◆ **Records supplied**
-- begin --

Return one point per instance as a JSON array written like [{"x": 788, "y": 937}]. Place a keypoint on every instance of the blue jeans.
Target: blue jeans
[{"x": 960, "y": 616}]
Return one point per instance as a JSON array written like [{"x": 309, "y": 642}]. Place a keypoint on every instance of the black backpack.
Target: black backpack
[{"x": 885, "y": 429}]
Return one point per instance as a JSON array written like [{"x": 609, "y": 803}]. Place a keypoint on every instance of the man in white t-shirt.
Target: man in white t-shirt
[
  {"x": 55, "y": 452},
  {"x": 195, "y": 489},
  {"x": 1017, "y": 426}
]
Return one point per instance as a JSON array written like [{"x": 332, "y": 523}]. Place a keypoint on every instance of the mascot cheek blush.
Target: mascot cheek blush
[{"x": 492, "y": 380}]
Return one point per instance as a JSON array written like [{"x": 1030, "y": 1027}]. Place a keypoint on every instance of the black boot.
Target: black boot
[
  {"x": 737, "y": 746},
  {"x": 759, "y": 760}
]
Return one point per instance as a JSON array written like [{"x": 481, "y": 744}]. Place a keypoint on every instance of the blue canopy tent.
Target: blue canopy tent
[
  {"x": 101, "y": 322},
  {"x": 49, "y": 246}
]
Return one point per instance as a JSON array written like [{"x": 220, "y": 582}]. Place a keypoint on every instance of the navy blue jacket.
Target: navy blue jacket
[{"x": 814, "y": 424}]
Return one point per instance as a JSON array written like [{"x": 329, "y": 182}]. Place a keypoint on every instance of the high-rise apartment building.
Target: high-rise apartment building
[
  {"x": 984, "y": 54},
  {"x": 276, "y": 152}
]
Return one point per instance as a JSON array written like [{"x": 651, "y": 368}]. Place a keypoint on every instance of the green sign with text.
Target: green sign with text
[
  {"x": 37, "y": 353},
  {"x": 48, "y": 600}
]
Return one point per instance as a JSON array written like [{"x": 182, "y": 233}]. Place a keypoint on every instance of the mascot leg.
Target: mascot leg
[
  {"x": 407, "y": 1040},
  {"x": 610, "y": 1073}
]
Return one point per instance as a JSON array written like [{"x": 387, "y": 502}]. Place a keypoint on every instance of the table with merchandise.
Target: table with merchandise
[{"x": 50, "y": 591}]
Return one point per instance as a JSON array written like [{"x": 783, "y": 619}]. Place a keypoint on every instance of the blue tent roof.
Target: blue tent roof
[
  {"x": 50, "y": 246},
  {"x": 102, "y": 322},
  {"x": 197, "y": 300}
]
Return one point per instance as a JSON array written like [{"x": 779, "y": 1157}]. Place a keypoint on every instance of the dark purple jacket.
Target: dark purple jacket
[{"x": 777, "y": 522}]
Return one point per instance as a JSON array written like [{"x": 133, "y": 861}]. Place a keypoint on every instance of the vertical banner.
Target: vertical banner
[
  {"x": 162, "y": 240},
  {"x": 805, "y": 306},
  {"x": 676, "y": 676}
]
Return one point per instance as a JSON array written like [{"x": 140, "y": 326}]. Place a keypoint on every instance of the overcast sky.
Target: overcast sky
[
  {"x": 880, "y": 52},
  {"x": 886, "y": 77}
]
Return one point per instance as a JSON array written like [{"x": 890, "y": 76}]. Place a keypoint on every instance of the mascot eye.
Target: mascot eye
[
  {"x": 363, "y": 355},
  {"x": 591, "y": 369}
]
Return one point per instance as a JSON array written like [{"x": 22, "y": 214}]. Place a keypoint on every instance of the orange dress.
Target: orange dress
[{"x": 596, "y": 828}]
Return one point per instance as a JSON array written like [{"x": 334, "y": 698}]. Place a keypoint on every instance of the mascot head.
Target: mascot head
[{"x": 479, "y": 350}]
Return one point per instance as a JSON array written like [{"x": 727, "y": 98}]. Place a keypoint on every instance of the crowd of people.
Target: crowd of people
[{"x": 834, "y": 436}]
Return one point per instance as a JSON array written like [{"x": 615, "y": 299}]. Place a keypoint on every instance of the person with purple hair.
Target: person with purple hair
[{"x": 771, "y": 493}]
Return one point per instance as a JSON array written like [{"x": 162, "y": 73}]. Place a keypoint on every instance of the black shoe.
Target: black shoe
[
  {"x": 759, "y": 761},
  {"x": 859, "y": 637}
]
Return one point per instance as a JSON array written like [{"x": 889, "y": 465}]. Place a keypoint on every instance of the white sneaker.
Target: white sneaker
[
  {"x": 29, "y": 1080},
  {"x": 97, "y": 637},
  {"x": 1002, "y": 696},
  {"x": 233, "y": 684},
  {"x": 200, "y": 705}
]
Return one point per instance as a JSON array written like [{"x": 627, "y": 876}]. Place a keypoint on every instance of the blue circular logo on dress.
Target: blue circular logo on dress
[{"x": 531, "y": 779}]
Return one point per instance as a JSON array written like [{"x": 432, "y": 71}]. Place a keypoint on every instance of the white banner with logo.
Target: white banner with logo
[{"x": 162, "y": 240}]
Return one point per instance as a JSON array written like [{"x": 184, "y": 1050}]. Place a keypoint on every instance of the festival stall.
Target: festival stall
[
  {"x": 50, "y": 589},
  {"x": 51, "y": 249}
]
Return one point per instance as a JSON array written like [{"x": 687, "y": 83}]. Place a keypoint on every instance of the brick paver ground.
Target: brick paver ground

-- end --

◆ **The request**
Restate the whole listing exactly.

◆ **Problem solution**
Return one point per instance as a JSON array written like [{"x": 788, "y": 937}]. Place a keypoint on every instance of the blue jeans.
Target: blue jeans
[{"x": 960, "y": 616}]
Return one point per instance as a JSON array written like [{"x": 309, "y": 642}]. Place a keypoint on every instance of the black backpack.
Target: black backpack
[{"x": 885, "y": 429}]
Return one point per instance as a JSON array written like [{"x": 609, "y": 803}]. Place a keypoint on every instance of the man in white t-shirt.
Target: man in white t-shirt
[
  {"x": 55, "y": 452},
  {"x": 195, "y": 489},
  {"x": 1017, "y": 426}
]
Return one point per instance as a JSON array written like [{"x": 332, "y": 523}]. Place a keypoint on every instance of the mascot cheek blush.
Target: mascot cheek blush
[{"x": 492, "y": 380}]
Return one point per instance as a JSON array written like [{"x": 1030, "y": 1027}]. Place a keypoint on every instance of the black boot.
Target: black boot
[
  {"x": 737, "y": 746},
  {"x": 759, "y": 760}
]
Return one point per instance as a JSON array written like [{"x": 481, "y": 744}]. Place a keypoint on every instance of the blue canopy tent.
Target: blue canopy tent
[
  {"x": 101, "y": 322},
  {"x": 49, "y": 246}
]
Return one point per instance as a JSON array written like [{"x": 220, "y": 582}]. Place a keypoint on every instance of the navy blue jacket.
Target: navy blue jacket
[{"x": 814, "y": 424}]
Return one point per instance as a JSON array written like [{"x": 329, "y": 182}]. Place a keypoint on every instance of the high-rise apartment building.
Target: high-rise apartment building
[
  {"x": 984, "y": 54},
  {"x": 276, "y": 152}
]
Return one point per instance as a JSON array written like [{"x": 651, "y": 368}]. Place a keypoint on every instance of the green sign with text.
Target: green sign with text
[
  {"x": 37, "y": 353},
  {"x": 48, "y": 600}
]
Return one point per instance as a JSON array written like [{"x": 182, "y": 233}]. Place a keypoint on every instance of the mascot leg.
Target: mascot leg
[
  {"x": 407, "y": 1040},
  {"x": 610, "y": 1073}
]
Return one point per instance as a JSON array written like [{"x": 387, "y": 502}]. Place a keypoint on every instance of the table with merchandise.
Target: table with merchandise
[{"x": 50, "y": 591}]
Return one point per instance as a JSON array written like [{"x": 783, "y": 619}]. Place a keypoint on every instance of the blue tent roof.
Target: blue tent roof
[
  {"x": 50, "y": 246},
  {"x": 102, "y": 322},
  {"x": 197, "y": 300}
]
Return one point per instance as a JSON array written like [{"x": 779, "y": 1157}]. Place a keypoint on every instance of the dark purple jacket.
Target: dark purple jacket
[{"x": 777, "y": 522}]
Return one point per instance as a JSON array written like [{"x": 133, "y": 861}]. Place a keypoint on every instance of the vertical banner.
Target: vertical banner
[
  {"x": 162, "y": 240},
  {"x": 805, "y": 306},
  {"x": 676, "y": 676}
]
Return one point per instance as a JSON array written like [{"x": 140, "y": 326}]. Place a keypoint on every instance of the overcast sky.
Target: overcast sky
[
  {"x": 880, "y": 52},
  {"x": 886, "y": 77}
]
Return one point per instance as a JSON array written like [{"x": 890, "y": 76}]. Place a keypoint on every instance of the mascot eye.
Target: mascot eye
[
  {"x": 363, "y": 355},
  {"x": 591, "y": 369}
]
Return one point per instance as a JSON array written like [{"x": 22, "y": 214}]. Place a keypoint on every instance of the orange dress.
Target: orange dress
[{"x": 596, "y": 828}]
Return one point per instance as a JSON array written like [{"x": 334, "y": 698}]. Place a keypoint on every instance of the mascot head.
Target: mascot head
[{"x": 479, "y": 350}]
Return one point per instance as a JSON array written like [{"x": 727, "y": 98}]. Place a keypoint on every instance of the crowd of people.
Target: crowd of people
[{"x": 834, "y": 436}]
Return one point per instance as a JSON array written like [{"x": 615, "y": 299}]. Place a keypoint on every instance of the person with purple hair.
Target: person with purple hair
[{"x": 771, "y": 493}]
Return one point per instance as a JSON array written like [{"x": 162, "y": 73}]. Place a keypoint on every instance of the black shoe.
Target: black shoe
[
  {"x": 759, "y": 761},
  {"x": 859, "y": 637}
]
Return one point per instance as a JSON array written like [{"x": 889, "y": 465}]. Place a keypoint on every instance of the white sneaker.
Target: white sneaker
[
  {"x": 29, "y": 1080},
  {"x": 97, "y": 637},
  {"x": 1002, "y": 696},
  {"x": 233, "y": 684},
  {"x": 200, "y": 705}
]
Return one point per instance as a JSON array written like [{"x": 627, "y": 876}]. Place a keypoint on every instance of the blue circular logo on dress.
Target: blue circular logo on dress
[{"x": 531, "y": 779}]
Return one point per instance as a JSON array written like [{"x": 432, "y": 71}]. Place a keypoint on every instance of the white banner with logo.
Target: white banner with logo
[{"x": 162, "y": 240}]
Return one point per instance as a JSON array written like [{"x": 184, "y": 1050}]. Place a keypoint on every instance of the festival stall.
Target: festival stall
[
  {"x": 50, "y": 589},
  {"x": 51, "y": 249}
]
Return one point per instance as a JSON array written like [{"x": 687, "y": 83}]. Place a keypoint on every instance of the brick paver ground.
Target: brick paver ground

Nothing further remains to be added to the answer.